TASK INPUTS section start
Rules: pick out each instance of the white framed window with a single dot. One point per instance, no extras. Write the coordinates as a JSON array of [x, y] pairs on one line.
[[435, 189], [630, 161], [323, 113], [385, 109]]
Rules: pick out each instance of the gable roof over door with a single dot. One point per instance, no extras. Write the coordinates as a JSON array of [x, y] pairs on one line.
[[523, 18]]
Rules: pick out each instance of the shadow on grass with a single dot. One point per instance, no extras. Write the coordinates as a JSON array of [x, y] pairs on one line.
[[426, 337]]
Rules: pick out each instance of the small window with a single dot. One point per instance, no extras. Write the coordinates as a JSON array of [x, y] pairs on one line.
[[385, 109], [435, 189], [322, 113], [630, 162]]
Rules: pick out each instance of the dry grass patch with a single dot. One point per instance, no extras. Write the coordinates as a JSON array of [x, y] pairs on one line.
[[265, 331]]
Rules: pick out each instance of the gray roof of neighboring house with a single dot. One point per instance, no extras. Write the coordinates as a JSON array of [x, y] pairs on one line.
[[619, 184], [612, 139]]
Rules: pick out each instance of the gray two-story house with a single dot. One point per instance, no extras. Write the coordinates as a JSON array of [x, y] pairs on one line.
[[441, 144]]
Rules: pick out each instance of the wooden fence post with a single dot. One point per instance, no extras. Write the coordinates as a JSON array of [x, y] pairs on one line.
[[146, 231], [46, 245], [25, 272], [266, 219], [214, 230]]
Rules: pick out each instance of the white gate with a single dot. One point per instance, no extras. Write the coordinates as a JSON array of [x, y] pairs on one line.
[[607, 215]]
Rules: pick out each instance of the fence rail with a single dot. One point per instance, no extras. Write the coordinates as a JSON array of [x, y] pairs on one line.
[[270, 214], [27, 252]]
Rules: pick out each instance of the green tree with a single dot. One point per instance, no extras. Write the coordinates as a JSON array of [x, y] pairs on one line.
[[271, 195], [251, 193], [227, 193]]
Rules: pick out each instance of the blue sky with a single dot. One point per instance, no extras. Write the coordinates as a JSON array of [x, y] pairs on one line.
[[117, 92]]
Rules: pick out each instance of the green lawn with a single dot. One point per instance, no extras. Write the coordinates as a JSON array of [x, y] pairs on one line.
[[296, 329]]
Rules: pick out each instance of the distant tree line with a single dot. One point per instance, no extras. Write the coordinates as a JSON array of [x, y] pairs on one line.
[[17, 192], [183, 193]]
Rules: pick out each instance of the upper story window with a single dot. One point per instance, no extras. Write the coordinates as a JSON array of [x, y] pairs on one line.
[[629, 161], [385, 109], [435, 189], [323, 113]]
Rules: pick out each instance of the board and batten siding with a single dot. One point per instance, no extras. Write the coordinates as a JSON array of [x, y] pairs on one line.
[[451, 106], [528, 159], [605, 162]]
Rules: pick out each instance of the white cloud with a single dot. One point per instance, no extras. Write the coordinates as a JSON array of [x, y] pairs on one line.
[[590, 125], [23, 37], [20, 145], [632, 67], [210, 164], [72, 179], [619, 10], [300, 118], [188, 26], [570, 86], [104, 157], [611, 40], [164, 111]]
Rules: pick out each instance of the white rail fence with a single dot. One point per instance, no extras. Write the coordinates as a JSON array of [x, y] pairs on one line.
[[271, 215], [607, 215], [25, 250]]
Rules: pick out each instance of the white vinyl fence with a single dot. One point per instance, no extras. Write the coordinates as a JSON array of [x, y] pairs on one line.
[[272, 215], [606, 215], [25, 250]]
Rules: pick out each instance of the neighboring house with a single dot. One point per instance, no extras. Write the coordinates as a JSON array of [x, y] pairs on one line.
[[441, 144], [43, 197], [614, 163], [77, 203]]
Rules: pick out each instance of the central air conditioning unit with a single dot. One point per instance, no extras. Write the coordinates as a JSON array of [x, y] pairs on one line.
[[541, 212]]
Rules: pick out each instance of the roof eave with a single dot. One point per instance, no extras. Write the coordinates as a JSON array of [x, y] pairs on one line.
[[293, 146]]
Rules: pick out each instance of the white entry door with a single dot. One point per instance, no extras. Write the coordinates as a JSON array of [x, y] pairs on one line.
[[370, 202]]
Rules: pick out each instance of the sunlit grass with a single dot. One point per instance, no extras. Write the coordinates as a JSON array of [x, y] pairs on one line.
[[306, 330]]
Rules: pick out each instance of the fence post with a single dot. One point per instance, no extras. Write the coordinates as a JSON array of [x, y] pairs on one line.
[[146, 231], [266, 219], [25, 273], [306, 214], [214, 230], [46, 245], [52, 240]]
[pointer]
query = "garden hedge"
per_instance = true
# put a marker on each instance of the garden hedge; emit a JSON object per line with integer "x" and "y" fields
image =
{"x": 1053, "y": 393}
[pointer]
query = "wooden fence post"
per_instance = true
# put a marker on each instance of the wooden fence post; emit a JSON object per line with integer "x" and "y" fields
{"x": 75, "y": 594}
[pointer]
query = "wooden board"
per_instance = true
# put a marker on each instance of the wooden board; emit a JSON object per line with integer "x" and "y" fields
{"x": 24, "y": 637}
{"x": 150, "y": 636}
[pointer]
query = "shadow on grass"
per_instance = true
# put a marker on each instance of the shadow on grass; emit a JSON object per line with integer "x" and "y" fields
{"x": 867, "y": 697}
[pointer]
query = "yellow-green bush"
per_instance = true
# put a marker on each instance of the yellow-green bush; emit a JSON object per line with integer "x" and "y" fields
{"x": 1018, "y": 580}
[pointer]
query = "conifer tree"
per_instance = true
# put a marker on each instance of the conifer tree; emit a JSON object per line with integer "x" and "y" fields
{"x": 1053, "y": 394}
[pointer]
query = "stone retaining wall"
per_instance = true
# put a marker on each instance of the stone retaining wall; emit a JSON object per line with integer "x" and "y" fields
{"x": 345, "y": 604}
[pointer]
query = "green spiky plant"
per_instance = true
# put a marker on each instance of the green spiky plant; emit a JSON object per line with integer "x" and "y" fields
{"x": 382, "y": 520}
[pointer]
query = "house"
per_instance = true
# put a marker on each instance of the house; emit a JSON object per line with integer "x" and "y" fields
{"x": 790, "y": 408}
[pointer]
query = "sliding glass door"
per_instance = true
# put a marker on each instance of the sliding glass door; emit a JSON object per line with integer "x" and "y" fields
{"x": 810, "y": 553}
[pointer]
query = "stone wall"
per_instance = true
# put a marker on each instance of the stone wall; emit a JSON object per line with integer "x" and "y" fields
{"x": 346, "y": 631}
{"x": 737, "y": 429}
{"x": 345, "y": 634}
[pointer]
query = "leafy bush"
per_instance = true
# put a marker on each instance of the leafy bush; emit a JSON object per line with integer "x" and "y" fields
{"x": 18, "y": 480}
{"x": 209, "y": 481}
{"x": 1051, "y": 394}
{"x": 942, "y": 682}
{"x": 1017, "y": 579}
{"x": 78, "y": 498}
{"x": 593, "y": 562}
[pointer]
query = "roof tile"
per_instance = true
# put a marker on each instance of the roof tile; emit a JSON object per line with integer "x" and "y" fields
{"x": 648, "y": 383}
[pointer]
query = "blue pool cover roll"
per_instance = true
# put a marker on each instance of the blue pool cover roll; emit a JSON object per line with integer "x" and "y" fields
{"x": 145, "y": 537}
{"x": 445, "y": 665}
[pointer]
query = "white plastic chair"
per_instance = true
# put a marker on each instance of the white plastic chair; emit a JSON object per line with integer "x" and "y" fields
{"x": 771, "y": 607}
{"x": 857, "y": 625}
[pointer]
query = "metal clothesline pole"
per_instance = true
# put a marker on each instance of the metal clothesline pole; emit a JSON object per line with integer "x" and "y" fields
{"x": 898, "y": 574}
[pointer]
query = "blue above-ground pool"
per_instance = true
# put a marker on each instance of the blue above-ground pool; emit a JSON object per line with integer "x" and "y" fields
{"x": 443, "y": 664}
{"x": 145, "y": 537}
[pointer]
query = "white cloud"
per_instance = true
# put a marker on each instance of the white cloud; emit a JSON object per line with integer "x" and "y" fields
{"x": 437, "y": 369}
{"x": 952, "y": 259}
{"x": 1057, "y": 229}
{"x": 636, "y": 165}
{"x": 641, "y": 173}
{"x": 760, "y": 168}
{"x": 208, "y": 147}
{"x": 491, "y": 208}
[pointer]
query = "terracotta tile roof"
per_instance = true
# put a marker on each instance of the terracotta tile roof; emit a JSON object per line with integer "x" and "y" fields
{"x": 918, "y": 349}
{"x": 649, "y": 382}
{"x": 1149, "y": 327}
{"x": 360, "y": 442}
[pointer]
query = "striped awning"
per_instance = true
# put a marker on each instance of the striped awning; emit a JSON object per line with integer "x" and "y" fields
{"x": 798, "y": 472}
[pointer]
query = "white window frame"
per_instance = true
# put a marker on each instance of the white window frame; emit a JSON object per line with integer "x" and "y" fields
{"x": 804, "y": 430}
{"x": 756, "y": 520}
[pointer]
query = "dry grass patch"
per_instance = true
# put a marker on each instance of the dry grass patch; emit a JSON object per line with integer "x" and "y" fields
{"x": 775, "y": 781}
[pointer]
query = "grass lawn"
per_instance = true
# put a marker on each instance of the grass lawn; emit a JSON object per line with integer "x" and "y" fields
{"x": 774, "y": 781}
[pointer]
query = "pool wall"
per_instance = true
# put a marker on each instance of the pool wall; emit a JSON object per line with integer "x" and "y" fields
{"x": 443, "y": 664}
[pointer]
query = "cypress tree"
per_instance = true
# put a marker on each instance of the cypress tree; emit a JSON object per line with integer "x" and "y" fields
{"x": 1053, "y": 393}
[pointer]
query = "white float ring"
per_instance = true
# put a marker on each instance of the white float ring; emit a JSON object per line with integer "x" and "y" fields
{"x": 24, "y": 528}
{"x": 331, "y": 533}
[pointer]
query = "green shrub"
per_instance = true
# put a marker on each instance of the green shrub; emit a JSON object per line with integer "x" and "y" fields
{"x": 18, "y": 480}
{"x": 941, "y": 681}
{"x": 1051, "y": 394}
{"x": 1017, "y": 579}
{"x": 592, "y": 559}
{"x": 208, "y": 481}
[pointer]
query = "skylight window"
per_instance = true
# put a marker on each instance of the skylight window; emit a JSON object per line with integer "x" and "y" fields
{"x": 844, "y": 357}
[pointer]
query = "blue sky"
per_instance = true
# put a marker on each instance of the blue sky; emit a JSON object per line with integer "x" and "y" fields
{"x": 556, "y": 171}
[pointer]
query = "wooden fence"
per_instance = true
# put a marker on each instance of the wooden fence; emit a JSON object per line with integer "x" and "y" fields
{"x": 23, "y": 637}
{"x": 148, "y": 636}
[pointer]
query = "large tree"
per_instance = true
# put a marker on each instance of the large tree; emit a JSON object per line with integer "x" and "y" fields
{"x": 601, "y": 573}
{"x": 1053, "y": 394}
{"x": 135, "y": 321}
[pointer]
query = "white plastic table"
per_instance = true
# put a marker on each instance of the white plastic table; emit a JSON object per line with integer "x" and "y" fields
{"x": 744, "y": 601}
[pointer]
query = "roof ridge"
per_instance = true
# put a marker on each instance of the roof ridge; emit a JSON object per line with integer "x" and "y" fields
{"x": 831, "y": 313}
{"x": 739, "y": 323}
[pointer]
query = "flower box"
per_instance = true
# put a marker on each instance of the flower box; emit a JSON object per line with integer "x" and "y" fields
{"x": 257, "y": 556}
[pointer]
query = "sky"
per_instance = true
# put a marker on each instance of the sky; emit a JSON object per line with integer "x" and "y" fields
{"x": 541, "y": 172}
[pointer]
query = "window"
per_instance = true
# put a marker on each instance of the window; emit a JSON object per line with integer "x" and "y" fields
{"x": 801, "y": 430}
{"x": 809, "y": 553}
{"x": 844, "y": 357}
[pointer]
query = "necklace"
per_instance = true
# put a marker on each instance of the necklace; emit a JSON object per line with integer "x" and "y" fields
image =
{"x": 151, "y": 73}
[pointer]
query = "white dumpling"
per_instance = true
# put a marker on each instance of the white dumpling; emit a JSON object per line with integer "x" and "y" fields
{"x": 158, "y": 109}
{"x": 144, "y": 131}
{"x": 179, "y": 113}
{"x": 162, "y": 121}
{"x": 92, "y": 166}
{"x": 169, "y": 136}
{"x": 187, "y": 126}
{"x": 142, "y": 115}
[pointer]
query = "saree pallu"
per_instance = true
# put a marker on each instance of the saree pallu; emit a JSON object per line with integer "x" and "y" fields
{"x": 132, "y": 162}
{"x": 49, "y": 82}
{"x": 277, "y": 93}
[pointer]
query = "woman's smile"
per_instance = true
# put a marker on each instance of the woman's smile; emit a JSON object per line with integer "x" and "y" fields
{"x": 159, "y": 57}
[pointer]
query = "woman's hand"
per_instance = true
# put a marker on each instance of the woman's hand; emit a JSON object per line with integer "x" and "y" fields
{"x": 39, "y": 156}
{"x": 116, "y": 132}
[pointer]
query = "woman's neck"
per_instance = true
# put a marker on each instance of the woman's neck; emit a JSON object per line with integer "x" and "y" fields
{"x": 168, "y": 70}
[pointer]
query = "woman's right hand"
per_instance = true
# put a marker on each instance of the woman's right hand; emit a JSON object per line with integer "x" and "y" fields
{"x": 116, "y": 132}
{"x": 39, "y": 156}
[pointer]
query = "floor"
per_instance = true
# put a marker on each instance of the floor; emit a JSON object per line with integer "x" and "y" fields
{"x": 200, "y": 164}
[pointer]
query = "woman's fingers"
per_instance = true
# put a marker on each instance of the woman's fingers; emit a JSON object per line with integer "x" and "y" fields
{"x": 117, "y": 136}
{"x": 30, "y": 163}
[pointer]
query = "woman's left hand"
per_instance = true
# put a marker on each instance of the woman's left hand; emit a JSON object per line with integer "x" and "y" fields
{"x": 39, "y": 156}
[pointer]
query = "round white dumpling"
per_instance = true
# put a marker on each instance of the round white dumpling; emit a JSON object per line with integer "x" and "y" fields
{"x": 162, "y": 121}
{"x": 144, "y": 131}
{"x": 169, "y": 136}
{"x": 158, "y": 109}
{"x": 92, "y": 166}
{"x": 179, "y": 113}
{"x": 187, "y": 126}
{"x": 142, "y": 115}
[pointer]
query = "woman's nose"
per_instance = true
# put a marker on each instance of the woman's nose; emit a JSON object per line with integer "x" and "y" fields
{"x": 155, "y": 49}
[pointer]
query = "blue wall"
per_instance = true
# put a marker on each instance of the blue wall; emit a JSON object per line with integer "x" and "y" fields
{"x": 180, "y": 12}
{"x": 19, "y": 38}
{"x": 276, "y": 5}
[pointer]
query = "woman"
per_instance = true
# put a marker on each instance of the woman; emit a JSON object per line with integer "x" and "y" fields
TASK INPUTS section end
• [INSTRUCTIONS FOR THE TASK] All lines above that contain "necklace" are required in the answer.

• [OUTPUT FOR THIS EXERCISE]
query = "necklace"
# put a marker on each instance of the necklace; emit a JSON object per line with integer "x" and "y" fields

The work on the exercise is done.